Go through each line of the entries below and tally those containing the string "outline"; give only the total.
---------- Data for review
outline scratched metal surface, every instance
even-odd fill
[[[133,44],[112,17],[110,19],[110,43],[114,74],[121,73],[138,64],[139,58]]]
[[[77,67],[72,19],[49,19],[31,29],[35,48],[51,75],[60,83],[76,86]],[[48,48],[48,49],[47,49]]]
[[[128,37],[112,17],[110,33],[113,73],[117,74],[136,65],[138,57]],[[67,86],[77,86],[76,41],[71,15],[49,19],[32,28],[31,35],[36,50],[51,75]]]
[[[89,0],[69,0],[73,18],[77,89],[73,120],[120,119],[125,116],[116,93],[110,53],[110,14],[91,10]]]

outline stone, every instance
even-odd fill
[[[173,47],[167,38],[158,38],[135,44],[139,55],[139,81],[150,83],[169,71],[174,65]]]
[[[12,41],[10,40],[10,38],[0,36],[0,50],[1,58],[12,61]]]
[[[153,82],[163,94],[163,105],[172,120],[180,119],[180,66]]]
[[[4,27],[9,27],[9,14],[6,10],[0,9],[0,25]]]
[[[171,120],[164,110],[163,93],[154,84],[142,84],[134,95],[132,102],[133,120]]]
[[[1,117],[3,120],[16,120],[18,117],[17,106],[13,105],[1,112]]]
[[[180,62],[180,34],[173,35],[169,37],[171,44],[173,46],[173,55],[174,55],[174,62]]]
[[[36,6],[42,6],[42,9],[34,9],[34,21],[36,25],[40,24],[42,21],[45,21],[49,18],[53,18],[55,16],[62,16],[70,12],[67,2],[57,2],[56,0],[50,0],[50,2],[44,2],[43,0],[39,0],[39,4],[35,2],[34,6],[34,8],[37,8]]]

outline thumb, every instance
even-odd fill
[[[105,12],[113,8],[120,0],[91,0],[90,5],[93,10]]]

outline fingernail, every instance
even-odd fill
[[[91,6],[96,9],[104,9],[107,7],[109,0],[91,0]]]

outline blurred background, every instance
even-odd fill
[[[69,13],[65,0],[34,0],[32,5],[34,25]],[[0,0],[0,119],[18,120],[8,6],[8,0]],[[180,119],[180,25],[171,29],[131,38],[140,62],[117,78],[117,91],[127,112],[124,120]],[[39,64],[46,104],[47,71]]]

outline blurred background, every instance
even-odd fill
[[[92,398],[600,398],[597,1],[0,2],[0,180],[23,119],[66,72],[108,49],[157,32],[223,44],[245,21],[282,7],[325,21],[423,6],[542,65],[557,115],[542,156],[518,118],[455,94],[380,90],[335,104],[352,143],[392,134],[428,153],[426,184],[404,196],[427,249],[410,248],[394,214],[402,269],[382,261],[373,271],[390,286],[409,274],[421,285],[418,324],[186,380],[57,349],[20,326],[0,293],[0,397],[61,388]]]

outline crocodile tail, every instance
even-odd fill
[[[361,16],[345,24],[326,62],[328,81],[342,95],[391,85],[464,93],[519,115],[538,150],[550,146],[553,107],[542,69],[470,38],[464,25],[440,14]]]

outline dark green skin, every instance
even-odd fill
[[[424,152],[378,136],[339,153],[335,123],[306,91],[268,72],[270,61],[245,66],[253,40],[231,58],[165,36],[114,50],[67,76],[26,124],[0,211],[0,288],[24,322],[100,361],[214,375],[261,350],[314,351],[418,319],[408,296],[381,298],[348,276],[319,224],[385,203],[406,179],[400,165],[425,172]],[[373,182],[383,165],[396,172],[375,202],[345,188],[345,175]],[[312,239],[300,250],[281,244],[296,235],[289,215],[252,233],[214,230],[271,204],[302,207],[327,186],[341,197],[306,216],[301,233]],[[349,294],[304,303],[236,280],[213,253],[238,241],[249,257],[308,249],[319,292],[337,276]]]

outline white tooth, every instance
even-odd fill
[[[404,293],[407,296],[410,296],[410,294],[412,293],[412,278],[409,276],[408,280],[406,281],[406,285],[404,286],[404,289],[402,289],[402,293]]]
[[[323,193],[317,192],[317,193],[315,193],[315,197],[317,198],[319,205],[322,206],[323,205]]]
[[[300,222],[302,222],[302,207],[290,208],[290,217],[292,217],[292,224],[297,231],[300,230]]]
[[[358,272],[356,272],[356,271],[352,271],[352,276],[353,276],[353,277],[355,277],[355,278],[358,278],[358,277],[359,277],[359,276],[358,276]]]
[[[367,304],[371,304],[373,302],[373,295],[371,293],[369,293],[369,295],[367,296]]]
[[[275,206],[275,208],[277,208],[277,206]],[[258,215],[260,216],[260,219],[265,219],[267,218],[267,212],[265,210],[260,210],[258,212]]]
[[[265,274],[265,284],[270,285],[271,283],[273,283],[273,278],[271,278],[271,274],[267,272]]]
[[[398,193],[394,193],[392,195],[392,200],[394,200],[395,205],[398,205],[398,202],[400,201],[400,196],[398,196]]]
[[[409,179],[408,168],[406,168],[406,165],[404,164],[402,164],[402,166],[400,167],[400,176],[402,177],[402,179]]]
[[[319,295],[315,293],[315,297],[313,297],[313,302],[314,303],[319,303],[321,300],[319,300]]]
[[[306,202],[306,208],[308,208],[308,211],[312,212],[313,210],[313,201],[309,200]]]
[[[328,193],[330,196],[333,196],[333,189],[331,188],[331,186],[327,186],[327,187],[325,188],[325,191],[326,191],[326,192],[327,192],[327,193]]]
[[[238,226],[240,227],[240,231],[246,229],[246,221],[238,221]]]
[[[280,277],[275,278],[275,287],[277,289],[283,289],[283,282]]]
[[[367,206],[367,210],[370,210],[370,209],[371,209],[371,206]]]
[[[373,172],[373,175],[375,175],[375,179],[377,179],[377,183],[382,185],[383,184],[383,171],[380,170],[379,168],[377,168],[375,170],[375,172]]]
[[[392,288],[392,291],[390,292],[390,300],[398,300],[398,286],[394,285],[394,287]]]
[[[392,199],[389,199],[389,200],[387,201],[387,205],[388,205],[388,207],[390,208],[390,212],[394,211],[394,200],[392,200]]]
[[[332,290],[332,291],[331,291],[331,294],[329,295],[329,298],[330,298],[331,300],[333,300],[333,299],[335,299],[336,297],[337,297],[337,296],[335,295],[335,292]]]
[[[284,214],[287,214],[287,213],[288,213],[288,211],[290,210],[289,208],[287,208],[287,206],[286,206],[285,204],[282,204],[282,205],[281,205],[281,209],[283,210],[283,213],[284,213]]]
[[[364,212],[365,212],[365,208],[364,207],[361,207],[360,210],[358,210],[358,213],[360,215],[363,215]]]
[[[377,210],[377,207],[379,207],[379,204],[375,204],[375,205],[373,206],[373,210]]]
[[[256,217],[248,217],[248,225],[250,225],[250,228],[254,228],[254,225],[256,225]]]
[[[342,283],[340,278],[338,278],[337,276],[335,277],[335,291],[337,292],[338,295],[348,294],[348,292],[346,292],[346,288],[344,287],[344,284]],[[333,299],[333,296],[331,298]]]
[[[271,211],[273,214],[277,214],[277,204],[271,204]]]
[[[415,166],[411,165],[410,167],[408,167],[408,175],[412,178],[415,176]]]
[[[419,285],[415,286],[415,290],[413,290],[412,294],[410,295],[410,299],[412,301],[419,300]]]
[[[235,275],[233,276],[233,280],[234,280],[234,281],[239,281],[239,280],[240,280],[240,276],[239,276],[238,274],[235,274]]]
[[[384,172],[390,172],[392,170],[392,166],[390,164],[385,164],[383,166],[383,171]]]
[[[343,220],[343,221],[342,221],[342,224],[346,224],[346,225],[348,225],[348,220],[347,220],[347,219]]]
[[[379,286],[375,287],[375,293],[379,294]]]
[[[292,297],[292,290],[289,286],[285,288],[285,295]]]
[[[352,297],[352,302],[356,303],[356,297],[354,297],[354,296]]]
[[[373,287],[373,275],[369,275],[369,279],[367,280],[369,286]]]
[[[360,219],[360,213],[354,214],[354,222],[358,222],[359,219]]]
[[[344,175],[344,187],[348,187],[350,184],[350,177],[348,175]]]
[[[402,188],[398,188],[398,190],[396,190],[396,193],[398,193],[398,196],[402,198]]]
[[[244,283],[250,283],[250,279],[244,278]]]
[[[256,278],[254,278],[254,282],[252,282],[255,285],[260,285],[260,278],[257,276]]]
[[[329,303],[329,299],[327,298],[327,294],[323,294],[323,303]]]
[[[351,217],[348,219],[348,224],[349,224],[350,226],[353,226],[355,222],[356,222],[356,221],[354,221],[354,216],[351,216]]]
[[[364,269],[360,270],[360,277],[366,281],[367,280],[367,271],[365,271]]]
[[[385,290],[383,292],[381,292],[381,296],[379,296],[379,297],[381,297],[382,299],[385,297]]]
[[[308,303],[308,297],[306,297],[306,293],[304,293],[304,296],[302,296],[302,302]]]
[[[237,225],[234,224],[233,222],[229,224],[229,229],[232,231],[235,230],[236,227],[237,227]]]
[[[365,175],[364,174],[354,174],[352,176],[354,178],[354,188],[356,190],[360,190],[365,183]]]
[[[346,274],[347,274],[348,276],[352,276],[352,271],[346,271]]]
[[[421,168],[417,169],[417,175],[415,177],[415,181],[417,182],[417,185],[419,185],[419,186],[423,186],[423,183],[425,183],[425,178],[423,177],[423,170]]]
--------------------
__Task answer__. 9